■ TASK GOAL
Render the rows between the line containing "Q. Locate the soccer goal;" and the line containing "pixel 331 430", inclusive, as a JSON array of strings with one string per line, omitting blank lines.

## begin MATERIAL FOR THE TASK

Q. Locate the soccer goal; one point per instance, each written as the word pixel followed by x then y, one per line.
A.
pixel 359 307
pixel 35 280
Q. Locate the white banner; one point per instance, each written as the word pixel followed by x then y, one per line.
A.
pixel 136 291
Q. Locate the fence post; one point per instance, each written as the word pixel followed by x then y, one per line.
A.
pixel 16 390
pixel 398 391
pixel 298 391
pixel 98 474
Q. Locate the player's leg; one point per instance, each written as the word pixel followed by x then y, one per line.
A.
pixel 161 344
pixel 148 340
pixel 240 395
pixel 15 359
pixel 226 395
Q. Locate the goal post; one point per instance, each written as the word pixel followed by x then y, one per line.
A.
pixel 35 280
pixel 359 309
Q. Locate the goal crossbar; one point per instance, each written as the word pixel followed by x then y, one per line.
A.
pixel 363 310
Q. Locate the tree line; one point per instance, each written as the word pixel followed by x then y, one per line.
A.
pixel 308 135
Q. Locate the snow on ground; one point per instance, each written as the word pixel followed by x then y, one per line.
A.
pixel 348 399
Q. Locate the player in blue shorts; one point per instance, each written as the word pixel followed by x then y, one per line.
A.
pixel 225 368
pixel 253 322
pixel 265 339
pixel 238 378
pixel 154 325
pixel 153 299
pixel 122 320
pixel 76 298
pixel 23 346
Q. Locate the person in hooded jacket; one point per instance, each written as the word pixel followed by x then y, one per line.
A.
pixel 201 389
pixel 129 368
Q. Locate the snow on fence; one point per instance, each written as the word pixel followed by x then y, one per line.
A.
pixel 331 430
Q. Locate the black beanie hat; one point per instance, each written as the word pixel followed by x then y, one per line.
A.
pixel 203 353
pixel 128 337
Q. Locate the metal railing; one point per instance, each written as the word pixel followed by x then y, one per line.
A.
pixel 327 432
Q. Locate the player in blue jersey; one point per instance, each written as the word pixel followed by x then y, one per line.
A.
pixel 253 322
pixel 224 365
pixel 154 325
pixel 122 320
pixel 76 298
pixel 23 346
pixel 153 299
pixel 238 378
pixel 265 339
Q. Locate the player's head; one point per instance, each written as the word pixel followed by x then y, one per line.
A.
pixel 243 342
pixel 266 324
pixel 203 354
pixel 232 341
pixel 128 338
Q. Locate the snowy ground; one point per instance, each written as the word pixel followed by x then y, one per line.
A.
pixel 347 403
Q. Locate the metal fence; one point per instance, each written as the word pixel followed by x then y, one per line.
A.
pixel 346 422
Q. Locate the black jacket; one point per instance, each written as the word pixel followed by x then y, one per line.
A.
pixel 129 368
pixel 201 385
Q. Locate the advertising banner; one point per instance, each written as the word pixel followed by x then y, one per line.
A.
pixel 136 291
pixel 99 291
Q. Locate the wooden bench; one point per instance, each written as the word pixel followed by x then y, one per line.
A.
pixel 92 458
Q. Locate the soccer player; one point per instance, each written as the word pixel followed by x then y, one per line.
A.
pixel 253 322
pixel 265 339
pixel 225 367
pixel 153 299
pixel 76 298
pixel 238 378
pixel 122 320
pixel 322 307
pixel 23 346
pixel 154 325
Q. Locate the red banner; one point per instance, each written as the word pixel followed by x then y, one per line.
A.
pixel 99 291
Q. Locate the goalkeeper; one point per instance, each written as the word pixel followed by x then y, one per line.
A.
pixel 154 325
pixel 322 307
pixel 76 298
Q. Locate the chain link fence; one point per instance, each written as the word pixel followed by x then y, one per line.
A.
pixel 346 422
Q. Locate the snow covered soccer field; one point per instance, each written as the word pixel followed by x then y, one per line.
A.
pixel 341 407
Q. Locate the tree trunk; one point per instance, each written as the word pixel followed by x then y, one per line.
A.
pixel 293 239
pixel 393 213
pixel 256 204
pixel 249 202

## end MATERIAL FOR THE TASK
## begin MATERIAL FOR THE TASK

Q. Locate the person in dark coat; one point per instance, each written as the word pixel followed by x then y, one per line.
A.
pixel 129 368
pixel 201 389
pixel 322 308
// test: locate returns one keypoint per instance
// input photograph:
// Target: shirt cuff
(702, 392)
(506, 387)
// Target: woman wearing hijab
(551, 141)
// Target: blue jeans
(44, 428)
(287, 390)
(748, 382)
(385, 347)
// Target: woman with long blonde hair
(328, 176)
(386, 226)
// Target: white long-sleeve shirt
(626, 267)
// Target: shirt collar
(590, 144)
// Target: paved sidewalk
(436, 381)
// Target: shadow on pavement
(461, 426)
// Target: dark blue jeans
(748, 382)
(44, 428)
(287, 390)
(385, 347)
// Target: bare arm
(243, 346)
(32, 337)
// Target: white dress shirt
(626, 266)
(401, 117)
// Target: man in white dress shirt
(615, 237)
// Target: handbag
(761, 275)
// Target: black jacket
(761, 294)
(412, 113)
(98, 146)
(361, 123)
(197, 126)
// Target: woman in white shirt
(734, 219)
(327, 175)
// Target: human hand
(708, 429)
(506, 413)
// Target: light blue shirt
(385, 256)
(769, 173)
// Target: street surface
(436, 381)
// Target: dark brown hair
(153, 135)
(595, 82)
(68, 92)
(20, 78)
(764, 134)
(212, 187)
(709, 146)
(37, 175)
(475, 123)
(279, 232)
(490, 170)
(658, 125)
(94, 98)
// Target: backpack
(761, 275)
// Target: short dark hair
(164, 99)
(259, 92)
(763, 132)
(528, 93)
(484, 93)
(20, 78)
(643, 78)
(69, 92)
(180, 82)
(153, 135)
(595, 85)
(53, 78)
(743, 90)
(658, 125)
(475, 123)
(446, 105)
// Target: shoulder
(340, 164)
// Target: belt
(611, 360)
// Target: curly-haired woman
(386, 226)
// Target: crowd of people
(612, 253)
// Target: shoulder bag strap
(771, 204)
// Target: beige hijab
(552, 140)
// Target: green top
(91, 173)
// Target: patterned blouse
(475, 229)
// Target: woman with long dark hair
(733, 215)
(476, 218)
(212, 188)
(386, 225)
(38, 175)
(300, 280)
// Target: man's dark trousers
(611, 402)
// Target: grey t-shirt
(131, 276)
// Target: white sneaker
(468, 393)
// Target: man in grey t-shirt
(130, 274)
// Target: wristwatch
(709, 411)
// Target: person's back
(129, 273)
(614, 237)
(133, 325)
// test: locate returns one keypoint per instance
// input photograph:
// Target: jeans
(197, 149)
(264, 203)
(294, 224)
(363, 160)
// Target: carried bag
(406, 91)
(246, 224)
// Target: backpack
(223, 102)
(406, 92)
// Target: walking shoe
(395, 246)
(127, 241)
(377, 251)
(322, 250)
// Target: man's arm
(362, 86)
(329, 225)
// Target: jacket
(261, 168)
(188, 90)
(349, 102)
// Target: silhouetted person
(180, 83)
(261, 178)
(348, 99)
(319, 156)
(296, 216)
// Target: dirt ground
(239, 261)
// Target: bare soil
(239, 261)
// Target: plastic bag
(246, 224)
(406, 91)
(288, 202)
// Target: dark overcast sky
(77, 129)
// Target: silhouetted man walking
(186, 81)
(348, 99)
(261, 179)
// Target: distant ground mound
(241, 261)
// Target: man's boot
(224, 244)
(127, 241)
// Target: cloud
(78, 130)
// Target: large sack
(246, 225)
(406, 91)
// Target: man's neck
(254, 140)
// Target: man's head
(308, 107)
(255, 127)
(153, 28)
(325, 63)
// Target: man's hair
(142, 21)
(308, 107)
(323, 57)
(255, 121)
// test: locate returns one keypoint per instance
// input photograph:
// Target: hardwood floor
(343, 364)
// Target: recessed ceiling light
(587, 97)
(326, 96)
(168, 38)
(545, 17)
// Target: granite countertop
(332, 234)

## end MATERIAL FOR THE TASK

■ REPLY TO THE TASK
[
  "Q. Locate the soccer goal; one point per instance, each written as the word pixel followed by x then y, one per line.",
  "A.",
  "pixel 359 307",
  "pixel 35 280",
  "Q. Locate the white banner; one point per instance, each written as the word pixel followed by x then y, one per line.",
  "A.",
  "pixel 136 291",
  "Q. Locate the fence post; one point per instance, each written as the word pixel followed by x then y, one per line.",
  "A.",
  "pixel 16 390",
  "pixel 398 391",
  "pixel 298 391",
  "pixel 98 474",
  "Q. Locate the player's leg; one point per instance, each written as the word pixel followed by x then y, one per line.",
  "A.",
  "pixel 161 344",
  "pixel 148 340",
  "pixel 240 395",
  "pixel 15 359",
  "pixel 226 395",
  "Q. Locate the goal post; one point per instance, each written as the word pixel followed by x then y, one per line.",
  "A.",
  "pixel 35 280",
  "pixel 359 309",
  "Q. Locate the goal crossbar; one point per instance, each written as the word pixel followed by x then y, one per line.",
  "A.",
  "pixel 363 310",
  "Q. Locate the tree line; one point per instance, each written as the word pixel followed by x then y, one per line.",
  "A.",
  "pixel 308 135",
  "Q. Locate the snow on ground; one point per instance, each written as the word pixel followed by x then y, one per line.",
  "A.",
  "pixel 348 399",
  "Q. Locate the player in blue shorts; one point per instance, each written as the word pixel followed by x then y, one per line.",
  "A.",
  "pixel 225 368",
  "pixel 253 322",
  "pixel 265 339",
  "pixel 238 378",
  "pixel 154 325",
  "pixel 153 299",
  "pixel 122 320",
  "pixel 76 298",
  "pixel 23 346",
  "Q. Locate the person in hooded jacket; one point per instance, each written as the word pixel followed by x then y, one per line.",
  "A.",
  "pixel 201 389",
  "pixel 129 368",
  "Q. Locate the snow on fence; one point per instance, each written as the word pixel followed by x then y, one per line.",
  "A.",
  "pixel 331 430"
]